[Referring expression pointing data]
/---

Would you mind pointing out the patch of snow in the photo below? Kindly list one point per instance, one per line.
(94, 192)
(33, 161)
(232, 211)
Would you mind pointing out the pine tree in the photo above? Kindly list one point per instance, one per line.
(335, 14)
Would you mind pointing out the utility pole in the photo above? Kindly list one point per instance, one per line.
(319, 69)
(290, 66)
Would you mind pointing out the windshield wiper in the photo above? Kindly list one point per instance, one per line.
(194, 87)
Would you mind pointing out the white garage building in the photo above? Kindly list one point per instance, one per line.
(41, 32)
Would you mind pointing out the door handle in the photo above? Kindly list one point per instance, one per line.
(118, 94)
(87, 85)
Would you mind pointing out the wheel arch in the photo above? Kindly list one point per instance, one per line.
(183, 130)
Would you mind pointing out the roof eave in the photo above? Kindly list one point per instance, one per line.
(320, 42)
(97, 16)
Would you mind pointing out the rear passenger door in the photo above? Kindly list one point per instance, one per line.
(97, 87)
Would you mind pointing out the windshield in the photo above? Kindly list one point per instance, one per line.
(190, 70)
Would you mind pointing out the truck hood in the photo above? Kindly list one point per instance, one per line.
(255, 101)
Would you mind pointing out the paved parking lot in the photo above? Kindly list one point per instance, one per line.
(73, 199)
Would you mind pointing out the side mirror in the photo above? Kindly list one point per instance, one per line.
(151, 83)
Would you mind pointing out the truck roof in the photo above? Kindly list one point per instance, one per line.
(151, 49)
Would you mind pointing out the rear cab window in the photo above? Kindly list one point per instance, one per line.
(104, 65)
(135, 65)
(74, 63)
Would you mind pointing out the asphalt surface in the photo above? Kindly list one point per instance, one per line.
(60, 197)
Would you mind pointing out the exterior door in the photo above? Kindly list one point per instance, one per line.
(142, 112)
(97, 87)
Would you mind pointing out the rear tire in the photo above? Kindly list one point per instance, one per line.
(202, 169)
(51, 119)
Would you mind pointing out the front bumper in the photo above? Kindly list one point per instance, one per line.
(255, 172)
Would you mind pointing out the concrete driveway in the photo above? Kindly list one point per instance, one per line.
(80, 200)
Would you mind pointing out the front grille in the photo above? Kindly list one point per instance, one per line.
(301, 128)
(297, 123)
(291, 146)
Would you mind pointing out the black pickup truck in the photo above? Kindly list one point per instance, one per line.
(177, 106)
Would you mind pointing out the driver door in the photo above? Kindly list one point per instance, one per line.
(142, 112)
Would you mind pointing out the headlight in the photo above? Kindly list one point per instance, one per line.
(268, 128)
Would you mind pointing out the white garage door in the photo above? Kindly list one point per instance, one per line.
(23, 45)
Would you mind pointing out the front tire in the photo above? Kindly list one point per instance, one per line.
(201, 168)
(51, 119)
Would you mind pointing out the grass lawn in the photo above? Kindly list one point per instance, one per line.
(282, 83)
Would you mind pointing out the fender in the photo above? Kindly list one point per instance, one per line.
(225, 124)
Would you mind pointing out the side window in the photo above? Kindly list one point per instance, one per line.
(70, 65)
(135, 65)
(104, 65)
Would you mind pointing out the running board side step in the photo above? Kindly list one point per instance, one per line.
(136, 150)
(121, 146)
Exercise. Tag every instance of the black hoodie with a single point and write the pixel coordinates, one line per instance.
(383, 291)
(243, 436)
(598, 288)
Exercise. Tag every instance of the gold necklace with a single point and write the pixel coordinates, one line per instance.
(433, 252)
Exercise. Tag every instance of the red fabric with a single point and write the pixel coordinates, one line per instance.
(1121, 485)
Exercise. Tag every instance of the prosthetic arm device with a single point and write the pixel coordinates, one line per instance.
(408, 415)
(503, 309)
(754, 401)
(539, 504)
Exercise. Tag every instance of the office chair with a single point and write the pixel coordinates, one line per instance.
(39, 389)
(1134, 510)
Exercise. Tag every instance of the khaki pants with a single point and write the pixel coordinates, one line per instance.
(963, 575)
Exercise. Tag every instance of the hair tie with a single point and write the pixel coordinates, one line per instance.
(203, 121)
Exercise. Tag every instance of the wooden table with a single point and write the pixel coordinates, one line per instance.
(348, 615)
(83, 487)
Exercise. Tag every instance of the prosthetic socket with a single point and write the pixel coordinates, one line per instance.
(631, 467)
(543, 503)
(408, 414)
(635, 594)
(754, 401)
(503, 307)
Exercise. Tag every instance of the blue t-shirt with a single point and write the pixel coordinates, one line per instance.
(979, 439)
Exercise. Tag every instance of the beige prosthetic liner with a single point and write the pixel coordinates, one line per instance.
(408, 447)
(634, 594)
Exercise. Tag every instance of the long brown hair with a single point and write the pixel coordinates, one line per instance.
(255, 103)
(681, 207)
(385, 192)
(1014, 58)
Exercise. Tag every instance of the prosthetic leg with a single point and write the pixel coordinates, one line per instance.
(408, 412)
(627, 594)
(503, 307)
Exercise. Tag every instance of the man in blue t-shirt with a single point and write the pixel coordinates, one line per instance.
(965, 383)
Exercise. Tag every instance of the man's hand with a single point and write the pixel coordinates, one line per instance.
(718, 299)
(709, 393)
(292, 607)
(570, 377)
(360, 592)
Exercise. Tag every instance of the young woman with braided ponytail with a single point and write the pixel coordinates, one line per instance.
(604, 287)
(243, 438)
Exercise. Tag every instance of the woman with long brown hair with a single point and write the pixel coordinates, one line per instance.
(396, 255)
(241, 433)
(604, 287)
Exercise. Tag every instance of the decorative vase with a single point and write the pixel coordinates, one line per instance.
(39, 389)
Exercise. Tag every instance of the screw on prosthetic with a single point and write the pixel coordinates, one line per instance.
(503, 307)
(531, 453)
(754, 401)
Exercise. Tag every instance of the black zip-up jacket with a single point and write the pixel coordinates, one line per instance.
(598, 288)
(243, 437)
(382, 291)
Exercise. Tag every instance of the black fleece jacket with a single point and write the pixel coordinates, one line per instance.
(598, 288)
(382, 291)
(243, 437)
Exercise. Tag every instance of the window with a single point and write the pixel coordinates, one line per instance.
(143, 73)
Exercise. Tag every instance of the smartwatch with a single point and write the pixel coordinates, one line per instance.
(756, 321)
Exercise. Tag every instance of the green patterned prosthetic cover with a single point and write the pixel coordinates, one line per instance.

\---

Could you write out all the entries word for word?

Would you mind pointing out the patch of snow in the photo below? Kindly list one point per instance, one per line.
(94, 192)
(33, 161)
(232, 211)
Would you mind pointing out the pine tree in the photo above? Kindly list one point per instance, one per line.
(335, 14)
Would you mind pointing out the utility pole in the photo above? Kindly list one point per instance, one per line.
(319, 69)
(290, 66)
Would you mind pointing out the windshield wiper in the photo above? Kindly list one point per instance, one per line.
(194, 87)
Would you mind pointing out the white garage building in the photo above? Kindly list one point per instance, one per line.
(41, 32)
Would you mind pointing out the door handle in the photo above? Kindly list one point per instance, one per line.
(118, 94)
(87, 85)
Would you mind pointing out the wheel arch in the photo above? Kindly list one point per instance, one per line.
(183, 130)
Would you mind pointing out the roof eave in the photo above? Kindly list one point per instance, one per line.
(320, 42)
(97, 16)
Would you mind pointing out the rear passenger door in the photo above? Kindly list one point per instance, one per line.
(97, 87)
Would you mind pointing out the windshield in the photo above? Kindly list one point per instance, one per line.
(190, 70)
Would you mind pointing out the truck hood in the photo above? Kindly list one point per instance, one per line.
(255, 101)
Would you mind pointing out the paved parking lot in the photo above? Kindly list one point per instance, one per line.
(73, 199)
Would you mind pointing out the side mirror in the photo above? Kindly list one point per instance, one per line.
(151, 83)
Would you mind pointing out the truck roof in the photo above? Kindly list one point per instance, one per line.
(151, 49)
Would you mind pointing out the rear cab window in the photo above? Kindly list one point per instance, one per line.
(104, 65)
(135, 65)
(74, 63)
Would you mind pointing out the asphalt surface in the photo above? Kindly list one point per instance, one per line.
(60, 197)
Would you mind pointing out the exterior door in the photo above? Kindly list one point per instance, one per line.
(142, 112)
(97, 87)
Would you mind pointing out the rear tire in the photo above? Kindly list one point per instance, one per line.
(202, 169)
(51, 119)
Would you mind pointing out the front bumper in the photo above? Kindly list one point per instance, one per line.
(255, 172)
Would you mind pointing out the concrete driveway in the photo above? Kindly list one point per instance, one per line.
(80, 200)
Would you mind pointing out the front grille in the photo above? Kindly list one point per instance, one per line.
(301, 128)
(297, 123)
(291, 146)
Would you mind pointing out the black pickup truck in the photo above? Kindly list one point per instance, one per line.
(177, 106)
Would you mind pointing out the driver door in the photo above? Kindly list one point per instance, one per line.
(142, 112)
Would you mind pointing out the headlight in the photo above? Kindly list one point per instance, one per line.
(268, 128)
Would you mind pointing out the white garage door in the photo above? Kindly list one point per instance, one per line.
(23, 45)
Would you mind pointing out the front tire in the photo above? Kindly list one point per instance, one per line.
(201, 168)
(51, 119)
Would you mind pointing out the grass lawn in the photo above? Kindly list one point per instance, one per line.
(282, 83)
Would you mind pointing out the fender in the photo above? Kindly list one point per instance, one per line.
(225, 124)
Would you mind pointing out the side window in the photo above? Kindly list one point per instance, one per line.
(70, 65)
(135, 65)
(104, 65)
Would you mind pointing out the running board side step in the photo above? Kindly list one point per instance, one per line.
(136, 150)
(121, 146)
Exercise. Tag every instance of the black hoodie with a single point and write the pixel coordinates, one line per instance.
(383, 291)
(243, 436)
(598, 288)
Exercise. Tag every instance of the gold necklace with a single point and write the pixel coordinates, one line per instance.
(433, 252)
Exercise. Tag every instance of the red fabric with a single point and write the pixel coordinates, one line per instance.
(1121, 485)
Exercise. Tag every instance of the prosthetic arm device with a single point and write the pixel coordinates, one line per instance.
(408, 415)
(503, 309)
(754, 401)
(539, 504)
Exercise. Tag every instance of the office chair with a single point and write the pixel coordinates, one line per instance.
(39, 389)
(1134, 510)
Exercise. Tag every instance of the khaki pants with a single point and write the pixel coordinates, one line per instance.
(963, 575)
Exercise. Tag every instance of the hair tie with a single point and write the pixel coordinates, one line per instance.
(203, 121)
Exercise. Tag every instance of the wooden table with a single point and write the pixel coordinates, one line per instance.
(348, 615)
(83, 487)
Exercise. Tag every instance of the prosthetic socket with a single point and write the pixel coordinates, one line per instance.
(631, 467)
(543, 503)
(408, 414)
(635, 594)
(754, 401)
(503, 307)
Exercise. Tag every instance of the blue t-shirt with a single point and write the pixel coordinates, one line per instance.
(979, 439)
Exercise. Tag every instance of the beige prosthetic liner with a single point and write the pixel coordinates, one line per instance.
(408, 447)
(634, 594)
Exercise. Tag every instance of the long brown hair with a single point and write the pixel coordinates, one line per instance.
(255, 103)
(681, 207)
(385, 192)
(1014, 58)
Exercise. Tag every instance of the prosthetic leg with a single point and write the pixel coordinates, one line per instance.
(408, 412)
(627, 594)
(503, 307)
Exercise. Tag every instance of the man in blue t-shirt with a single point and write the pixel coordinates, one line per instance.
(965, 383)
Exercise. Tag every instance of the man's hand with a single point and write the pixel coordinates, one line per instance.
(718, 299)
(709, 393)
(292, 607)
(570, 377)
(360, 592)
Exercise. Tag every instance of the young woman with braided ponytail with a single point and write the pixel coordinates, one line per instance.
(604, 287)
(243, 438)
Exercise. Tag every instance of the woman with long brown hair with a single point and write the pixel coordinates, one line per instance.
(396, 255)
(241, 433)
(604, 287)
Exercise. Tag every instance of the decorative vase with a single point and write the pixel coordinates, one line per instance.
(39, 389)
Exercise. Tag every instance of the screw on prosthetic with a single point and write the pixel coordinates, one line per instance.
(503, 307)
(531, 453)
(754, 401)
Exercise. Tag every instance of the black zip-up jacket with a single point and write the pixel coordinates, one line per instance.
(598, 288)
(243, 437)
(382, 291)
Exercise. Tag every instance of the black fleece jacket with a single point and write the pixel coordinates, one line per instance.
(598, 288)
(382, 291)
(243, 437)
Exercise. Tag every instance of the window with a single point and write the pixel coordinates, one line per instance.
(143, 73)
Exercise. Tag every instance of the smartwatch with a single point and write the pixel coordinates, one line per instance.
(756, 321)
Exercise. Tag every instance of the green patterned prosthetic cover with a single point and write the pixel coordinates, one line per instance.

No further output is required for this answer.